## EXERCISE REQUIREMENTS
Give the material below again, with every "Target" swapped for "Label" and nothing else changed.

** Begin LISTING **

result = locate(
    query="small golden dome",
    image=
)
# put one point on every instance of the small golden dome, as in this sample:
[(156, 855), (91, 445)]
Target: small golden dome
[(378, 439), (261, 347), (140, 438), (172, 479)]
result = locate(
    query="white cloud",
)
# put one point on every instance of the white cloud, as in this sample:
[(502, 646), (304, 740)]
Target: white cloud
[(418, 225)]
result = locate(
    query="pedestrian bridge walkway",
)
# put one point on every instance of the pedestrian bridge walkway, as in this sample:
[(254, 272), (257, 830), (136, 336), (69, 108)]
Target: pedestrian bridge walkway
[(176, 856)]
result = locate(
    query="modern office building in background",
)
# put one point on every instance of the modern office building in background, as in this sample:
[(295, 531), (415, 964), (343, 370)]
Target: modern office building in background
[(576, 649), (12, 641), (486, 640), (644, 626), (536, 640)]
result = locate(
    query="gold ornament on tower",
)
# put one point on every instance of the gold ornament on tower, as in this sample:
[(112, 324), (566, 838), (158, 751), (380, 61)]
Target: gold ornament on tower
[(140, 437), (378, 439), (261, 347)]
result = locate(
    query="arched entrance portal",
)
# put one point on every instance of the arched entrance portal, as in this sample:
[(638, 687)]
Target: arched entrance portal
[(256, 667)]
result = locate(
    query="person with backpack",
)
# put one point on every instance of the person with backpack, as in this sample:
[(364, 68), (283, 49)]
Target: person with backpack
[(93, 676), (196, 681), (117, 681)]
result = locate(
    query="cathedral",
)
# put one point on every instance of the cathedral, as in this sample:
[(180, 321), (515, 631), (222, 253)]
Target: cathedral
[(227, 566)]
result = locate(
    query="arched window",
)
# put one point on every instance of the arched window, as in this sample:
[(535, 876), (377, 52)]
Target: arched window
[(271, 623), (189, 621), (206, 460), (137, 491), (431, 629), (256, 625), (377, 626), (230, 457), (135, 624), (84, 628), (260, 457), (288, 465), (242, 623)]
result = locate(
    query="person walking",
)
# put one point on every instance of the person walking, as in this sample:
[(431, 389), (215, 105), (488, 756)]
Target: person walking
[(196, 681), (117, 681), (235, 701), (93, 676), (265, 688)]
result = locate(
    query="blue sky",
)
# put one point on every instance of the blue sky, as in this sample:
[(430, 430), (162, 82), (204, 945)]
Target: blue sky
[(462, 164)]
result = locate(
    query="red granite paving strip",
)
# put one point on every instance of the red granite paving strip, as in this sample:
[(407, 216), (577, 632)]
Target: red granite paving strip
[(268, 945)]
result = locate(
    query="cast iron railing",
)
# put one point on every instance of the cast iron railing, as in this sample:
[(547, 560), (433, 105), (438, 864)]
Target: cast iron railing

** End LISTING **

## SOLUTION TO THIS PROBLEM
result = locate(
    query="small golden dome",
    image=
)
# put one point on every instance of the small golden dome, as in this sample:
[(156, 855), (91, 445)]
Label: small golden dome
[(378, 439), (261, 347), (140, 438), (172, 479)]
result = locate(
    query="white cloud",
)
# put one point on every instance of the white cloud, as in this sample:
[(502, 646), (304, 740)]
Label: white cloud
[(418, 225)]
result = locate(
    query="pedestrian bridge walkway",
)
# put one point on every instance of the pedestrian bridge walkway, as in this sample:
[(254, 272), (257, 830), (136, 336), (69, 108)]
Label: pedestrian bridge walkway
[(176, 856)]
result = locate(
    query="modern office building in background",
)
# put one point on every instance of the modern office building in background, as in this sample:
[(295, 531), (415, 964), (343, 370)]
Label: modern office building in background
[(576, 649), (12, 641), (486, 640), (644, 626), (536, 640)]
result = locate(
    query="gold ornament on tower",
)
# put one point on every instance of the gold ornament on tower, as in this sample:
[(112, 324), (566, 838), (158, 751), (380, 61)]
Label: gold ornament on tower
[(140, 437), (378, 439), (261, 347)]
result = locate(
    query="arched entrance portal",
)
# put one point on every instance of the arched entrance portal, as in this sample:
[(638, 687)]
Label: arched entrance portal
[(256, 667)]
result = locate(
    query="person with backpack",
)
# put one point on every instance of the person with backpack, as in this sample:
[(364, 68), (283, 49)]
Label: person with backpack
[(93, 676), (196, 681), (117, 681)]
result = locate(
    query="cathedral",
)
# put one point on every instance of the cathedral, as in this sample:
[(180, 321), (515, 631), (222, 253)]
Label: cathedral
[(227, 566)]
result = locate(
    query="arched window",
)
# put one point on every instance of the arched window, as in this sample:
[(535, 876), (377, 52)]
Label: arched window
[(271, 623), (189, 621), (206, 460), (137, 491), (431, 629), (256, 625), (377, 626), (230, 457), (135, 624), (84, 628), (260, 457), (288, 465), (242, 623)]
result = locate(
    query="person walking",
)
# put one point on every instance of the person walking, as in this sample:
[(431, 389), (215, 105), (488, 756)]
Label: person walking
[(196, 681), (117, 681), (235, 701), (93, 676), (265, 688)]
result = locate(
    query="blue sky",
)
# put one point on every instance of the blue sky, as in this sample:
[(430, 430), (162, 82), (204, 945)]
Label: blue sky
[(462, 164)]
result = locate(
    query="red granite paving strip",
)
# put one point on every instance of the red granite paving strip, as in this sample:
[(407, 216), (577, 632)]
Label: red granite paving strip
[(268, 945)]
result = locate(
    query="cast iron railing",
)
# put one point on every instance of the cast iron railing, as in this sample:
[(547, 560), (433, 105), (438, 864)]
Label: cast iron railing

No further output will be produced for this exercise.